## Natural-language object grounding data
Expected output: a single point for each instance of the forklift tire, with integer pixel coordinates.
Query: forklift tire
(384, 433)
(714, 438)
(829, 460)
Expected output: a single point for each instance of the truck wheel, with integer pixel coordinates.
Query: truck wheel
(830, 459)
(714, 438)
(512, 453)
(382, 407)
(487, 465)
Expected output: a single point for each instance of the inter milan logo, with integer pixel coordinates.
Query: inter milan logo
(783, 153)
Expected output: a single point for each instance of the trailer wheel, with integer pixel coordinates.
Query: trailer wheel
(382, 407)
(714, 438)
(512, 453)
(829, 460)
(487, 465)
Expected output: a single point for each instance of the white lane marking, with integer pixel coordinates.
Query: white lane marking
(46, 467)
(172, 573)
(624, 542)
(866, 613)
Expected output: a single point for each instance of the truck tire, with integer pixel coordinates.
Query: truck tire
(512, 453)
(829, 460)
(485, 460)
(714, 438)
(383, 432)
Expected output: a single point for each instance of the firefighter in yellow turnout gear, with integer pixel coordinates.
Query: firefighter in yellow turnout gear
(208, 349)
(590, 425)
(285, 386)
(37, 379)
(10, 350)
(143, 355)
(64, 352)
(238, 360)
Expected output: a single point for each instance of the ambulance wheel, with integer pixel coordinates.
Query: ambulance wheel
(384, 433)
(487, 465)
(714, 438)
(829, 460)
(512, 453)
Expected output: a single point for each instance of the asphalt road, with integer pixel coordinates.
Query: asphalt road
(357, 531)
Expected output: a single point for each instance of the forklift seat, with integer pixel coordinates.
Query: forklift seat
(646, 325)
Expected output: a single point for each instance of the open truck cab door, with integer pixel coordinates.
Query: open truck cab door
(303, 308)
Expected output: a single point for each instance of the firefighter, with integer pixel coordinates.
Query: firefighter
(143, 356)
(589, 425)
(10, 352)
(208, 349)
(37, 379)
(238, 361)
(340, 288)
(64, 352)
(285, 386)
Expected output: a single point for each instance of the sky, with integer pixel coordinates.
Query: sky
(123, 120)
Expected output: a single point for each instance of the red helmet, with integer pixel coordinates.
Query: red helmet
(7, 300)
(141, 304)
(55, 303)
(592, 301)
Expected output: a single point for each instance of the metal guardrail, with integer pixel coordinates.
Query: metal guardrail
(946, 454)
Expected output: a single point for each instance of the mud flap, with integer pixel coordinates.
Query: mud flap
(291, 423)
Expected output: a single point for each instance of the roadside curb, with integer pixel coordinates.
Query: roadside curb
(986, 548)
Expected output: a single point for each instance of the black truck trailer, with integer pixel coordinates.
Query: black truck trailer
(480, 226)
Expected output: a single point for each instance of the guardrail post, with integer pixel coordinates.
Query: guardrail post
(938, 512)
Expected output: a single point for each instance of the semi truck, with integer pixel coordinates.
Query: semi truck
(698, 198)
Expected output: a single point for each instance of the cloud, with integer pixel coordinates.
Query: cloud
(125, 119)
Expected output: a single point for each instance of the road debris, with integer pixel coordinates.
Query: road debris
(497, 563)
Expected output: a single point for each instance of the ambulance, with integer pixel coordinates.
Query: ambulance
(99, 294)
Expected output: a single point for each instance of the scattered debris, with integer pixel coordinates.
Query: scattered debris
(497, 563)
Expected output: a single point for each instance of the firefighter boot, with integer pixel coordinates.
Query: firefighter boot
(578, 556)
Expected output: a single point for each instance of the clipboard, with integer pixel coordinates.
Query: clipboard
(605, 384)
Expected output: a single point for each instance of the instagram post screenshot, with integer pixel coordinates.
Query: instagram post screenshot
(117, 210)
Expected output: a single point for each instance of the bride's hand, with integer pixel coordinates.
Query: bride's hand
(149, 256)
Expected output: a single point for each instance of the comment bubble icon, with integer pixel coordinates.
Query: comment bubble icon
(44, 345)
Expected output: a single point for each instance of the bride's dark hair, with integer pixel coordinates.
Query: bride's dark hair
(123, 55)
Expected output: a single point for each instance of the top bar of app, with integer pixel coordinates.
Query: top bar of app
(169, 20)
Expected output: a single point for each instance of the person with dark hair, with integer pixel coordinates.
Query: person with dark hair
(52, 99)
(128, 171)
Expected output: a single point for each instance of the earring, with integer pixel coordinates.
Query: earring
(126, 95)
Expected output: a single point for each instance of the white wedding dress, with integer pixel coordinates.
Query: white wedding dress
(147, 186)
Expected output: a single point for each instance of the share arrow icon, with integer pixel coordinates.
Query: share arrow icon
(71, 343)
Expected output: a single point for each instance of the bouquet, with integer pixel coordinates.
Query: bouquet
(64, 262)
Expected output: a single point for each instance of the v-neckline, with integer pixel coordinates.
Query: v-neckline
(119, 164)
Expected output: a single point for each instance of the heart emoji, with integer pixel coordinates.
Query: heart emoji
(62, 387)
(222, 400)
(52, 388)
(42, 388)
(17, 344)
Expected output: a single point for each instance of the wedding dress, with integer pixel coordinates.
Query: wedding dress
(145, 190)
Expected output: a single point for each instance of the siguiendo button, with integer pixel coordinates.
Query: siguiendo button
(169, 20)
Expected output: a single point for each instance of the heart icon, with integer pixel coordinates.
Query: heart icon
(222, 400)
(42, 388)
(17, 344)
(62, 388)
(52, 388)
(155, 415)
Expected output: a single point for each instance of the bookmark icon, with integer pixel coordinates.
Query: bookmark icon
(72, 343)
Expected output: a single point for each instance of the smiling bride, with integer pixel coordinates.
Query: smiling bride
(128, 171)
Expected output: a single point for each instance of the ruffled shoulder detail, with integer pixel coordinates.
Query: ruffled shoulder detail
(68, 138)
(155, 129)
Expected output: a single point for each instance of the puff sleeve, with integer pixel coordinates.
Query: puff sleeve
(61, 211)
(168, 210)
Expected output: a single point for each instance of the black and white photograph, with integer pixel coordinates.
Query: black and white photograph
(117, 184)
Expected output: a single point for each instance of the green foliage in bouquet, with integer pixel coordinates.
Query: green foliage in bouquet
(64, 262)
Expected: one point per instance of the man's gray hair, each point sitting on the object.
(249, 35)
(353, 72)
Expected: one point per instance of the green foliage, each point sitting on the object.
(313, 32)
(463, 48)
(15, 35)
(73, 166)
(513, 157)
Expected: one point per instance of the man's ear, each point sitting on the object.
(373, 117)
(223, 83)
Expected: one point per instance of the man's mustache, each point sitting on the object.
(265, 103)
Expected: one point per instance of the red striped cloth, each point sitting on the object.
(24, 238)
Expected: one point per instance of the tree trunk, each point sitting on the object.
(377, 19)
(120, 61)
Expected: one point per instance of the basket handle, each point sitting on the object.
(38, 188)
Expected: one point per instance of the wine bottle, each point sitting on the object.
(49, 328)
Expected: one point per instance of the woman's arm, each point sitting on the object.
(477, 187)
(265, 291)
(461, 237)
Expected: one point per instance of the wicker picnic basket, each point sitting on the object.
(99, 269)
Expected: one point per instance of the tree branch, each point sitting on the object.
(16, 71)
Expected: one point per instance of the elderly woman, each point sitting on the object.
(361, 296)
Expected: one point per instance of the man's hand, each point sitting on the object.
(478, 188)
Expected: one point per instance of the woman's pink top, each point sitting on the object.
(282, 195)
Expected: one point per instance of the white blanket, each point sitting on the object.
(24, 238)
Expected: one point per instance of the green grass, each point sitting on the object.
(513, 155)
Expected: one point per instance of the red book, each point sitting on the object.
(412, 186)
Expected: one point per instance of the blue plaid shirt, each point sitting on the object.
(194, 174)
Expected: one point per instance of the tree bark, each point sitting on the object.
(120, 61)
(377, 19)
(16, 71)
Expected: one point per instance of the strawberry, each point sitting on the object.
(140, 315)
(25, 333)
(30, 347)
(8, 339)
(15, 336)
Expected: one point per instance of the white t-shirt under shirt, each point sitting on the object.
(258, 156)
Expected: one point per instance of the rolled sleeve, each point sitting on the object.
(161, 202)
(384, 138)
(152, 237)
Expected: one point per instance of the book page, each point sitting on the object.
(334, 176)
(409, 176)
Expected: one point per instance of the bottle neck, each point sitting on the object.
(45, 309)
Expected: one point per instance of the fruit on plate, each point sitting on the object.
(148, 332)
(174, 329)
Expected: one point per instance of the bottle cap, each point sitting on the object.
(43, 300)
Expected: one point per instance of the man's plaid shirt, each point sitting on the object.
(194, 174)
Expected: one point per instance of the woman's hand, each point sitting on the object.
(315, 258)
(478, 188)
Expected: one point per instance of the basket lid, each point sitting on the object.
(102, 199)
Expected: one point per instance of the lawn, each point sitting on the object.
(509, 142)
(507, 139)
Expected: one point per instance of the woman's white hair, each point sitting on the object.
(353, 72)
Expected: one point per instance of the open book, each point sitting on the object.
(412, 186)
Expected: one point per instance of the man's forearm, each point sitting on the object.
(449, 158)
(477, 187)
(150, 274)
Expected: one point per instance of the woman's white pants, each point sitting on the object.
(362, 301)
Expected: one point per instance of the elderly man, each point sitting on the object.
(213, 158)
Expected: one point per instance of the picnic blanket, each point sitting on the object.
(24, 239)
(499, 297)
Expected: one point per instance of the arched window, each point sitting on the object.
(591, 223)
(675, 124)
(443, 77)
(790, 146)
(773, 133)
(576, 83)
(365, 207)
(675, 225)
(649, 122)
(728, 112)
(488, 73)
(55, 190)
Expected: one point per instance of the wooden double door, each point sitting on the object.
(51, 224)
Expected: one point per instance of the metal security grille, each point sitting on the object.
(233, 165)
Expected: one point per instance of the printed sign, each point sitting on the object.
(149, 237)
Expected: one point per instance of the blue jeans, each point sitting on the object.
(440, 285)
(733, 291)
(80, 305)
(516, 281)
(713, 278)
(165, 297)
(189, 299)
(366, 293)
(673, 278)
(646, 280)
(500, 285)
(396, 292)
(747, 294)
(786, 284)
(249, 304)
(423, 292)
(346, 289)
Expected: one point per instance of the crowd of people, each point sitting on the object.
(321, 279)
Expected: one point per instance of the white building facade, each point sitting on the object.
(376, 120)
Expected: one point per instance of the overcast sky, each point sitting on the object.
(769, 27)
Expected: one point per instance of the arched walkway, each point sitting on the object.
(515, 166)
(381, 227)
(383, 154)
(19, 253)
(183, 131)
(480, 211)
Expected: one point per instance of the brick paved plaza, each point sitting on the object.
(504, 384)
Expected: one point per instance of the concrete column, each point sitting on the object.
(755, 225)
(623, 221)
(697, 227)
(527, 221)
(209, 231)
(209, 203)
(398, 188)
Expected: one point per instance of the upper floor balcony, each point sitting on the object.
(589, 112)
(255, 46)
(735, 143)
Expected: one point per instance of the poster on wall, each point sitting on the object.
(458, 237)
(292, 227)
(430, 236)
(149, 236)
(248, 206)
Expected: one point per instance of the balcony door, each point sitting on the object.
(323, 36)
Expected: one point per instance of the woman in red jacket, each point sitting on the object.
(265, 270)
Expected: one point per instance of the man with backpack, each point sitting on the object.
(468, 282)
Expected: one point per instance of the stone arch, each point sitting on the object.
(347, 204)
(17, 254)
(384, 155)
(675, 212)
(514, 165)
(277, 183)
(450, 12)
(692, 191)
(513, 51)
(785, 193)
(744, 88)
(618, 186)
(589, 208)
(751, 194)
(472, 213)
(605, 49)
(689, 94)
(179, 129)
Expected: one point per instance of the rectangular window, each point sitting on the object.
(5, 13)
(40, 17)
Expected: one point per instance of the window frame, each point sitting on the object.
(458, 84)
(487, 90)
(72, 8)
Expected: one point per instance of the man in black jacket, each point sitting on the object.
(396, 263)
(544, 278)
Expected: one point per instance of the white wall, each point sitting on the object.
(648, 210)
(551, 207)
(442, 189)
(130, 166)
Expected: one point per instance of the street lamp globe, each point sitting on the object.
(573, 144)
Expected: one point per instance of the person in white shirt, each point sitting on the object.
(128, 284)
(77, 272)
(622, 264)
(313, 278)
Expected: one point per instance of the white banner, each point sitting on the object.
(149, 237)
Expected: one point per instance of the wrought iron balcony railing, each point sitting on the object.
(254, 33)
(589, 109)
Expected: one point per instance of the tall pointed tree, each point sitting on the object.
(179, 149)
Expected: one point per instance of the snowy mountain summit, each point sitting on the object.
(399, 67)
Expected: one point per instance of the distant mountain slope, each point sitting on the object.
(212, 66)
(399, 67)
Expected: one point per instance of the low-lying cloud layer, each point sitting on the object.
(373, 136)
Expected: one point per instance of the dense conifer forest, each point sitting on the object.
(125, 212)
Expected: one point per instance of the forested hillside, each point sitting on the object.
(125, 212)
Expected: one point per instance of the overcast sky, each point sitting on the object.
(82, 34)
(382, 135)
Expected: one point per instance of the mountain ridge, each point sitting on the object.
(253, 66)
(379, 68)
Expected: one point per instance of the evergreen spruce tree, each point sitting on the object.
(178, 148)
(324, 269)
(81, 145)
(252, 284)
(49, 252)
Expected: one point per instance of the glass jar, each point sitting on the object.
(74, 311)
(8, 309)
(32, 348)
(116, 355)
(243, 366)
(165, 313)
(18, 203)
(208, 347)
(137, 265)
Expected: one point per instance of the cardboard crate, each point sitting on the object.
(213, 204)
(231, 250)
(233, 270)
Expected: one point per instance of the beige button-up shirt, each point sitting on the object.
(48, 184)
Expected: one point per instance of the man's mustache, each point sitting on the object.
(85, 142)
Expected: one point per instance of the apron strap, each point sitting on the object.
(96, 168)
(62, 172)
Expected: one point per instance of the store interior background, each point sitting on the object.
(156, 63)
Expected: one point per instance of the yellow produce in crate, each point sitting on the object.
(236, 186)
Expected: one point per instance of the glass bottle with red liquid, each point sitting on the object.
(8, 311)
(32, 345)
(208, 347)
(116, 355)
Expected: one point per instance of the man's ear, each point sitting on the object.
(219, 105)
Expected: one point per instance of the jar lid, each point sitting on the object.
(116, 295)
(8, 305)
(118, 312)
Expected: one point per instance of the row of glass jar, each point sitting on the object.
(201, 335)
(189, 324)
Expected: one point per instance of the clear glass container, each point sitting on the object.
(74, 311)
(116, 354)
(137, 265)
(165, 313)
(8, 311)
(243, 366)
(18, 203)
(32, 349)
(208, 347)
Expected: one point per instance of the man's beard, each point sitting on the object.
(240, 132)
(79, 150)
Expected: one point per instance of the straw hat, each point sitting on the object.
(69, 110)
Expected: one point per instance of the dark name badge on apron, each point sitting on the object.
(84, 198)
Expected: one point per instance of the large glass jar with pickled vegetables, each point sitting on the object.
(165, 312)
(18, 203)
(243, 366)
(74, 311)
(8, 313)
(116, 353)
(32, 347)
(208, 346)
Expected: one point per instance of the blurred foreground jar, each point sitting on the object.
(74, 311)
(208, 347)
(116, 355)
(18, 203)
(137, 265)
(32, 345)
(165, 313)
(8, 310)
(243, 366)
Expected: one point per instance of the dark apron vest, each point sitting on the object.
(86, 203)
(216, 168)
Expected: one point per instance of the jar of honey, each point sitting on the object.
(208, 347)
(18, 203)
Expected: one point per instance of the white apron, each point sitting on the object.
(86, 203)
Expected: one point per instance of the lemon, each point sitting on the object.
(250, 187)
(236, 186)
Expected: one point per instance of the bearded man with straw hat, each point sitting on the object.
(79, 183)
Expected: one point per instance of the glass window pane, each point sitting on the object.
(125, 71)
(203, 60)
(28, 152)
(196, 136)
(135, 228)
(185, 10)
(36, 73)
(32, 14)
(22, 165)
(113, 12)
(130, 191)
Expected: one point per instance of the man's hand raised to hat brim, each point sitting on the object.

## Required action
Begin with the line above that has "Expected output: a single point for each instance of the metal" and continue through the line that has "bride's dark hair, with integer pixel coordinates.", setting each one down exactly. Stop there.

## Task output
Expected output: a single point for each instance of the metal guardrail, with integer pixel coordinates.
Query: metal guardrail
(946, 454)
Expected output: a single point for each instance of the mud flap, with integer pixel coordinates.
Query: mud flap
(291, 423)
Expected output: a single point for each instance of the roadside curb, with integer pixel coordinates.
Query: roadside curb
(986, 548)
Expected output: a single point for each instance of the black truck trailer, with integer pixel coordinates.
Query: black truck trailer
(480, 226)
Expected output: a single point for each instance of the guardrail post, with integer pixel coordinates.
Query: guardrail post
(938, 512)
Expected output: a single point for each instance of the semi truck, with integer pixel coordinates.
Query: semi truck
(698, 198)
Expected output: a single point for each instance of the cloud, with integer pixel coordinates.
Query: cloud
(125, 119)
Expected output: a single point for each instance of the road debris, with integer pixel coordinates.
Query: road debris
(497, 563)
Expected output: a single point for each instance of the ambulance, with integer pixel coordinates.
Query: ambulance
(99, 294)
Expected output: a single point for each instance of the scattered debris, with integer pixel coordinates.
Query: scattered debris
(497, 563)
Expected output: a single point for each instance of the firefighter boot, with integer pixel coordinates.
Query: firefighter boot
(578, 556)
Expected output: a single point for each instance of the clipboard, with integer pixel coordinates.
Query: clipboard
(605, 384)
Expected output: a single point for each instance of the instagram post screenshot, with integer pixel coordinates.
Query: instagram post screenshot
(117, 210)
Expected output: a single point for each instance of the bride's hand, with integer pixel coordinates.
Query: bride's hand
(149, 256)
Expected output: a single point for each instance of the comment bubble icon, with integer pixel coordinates.
Query: comment bubble icon
(44, 345)
Expected output: a single point for each instance of the bride's dark hair, with integer pixel coordinates.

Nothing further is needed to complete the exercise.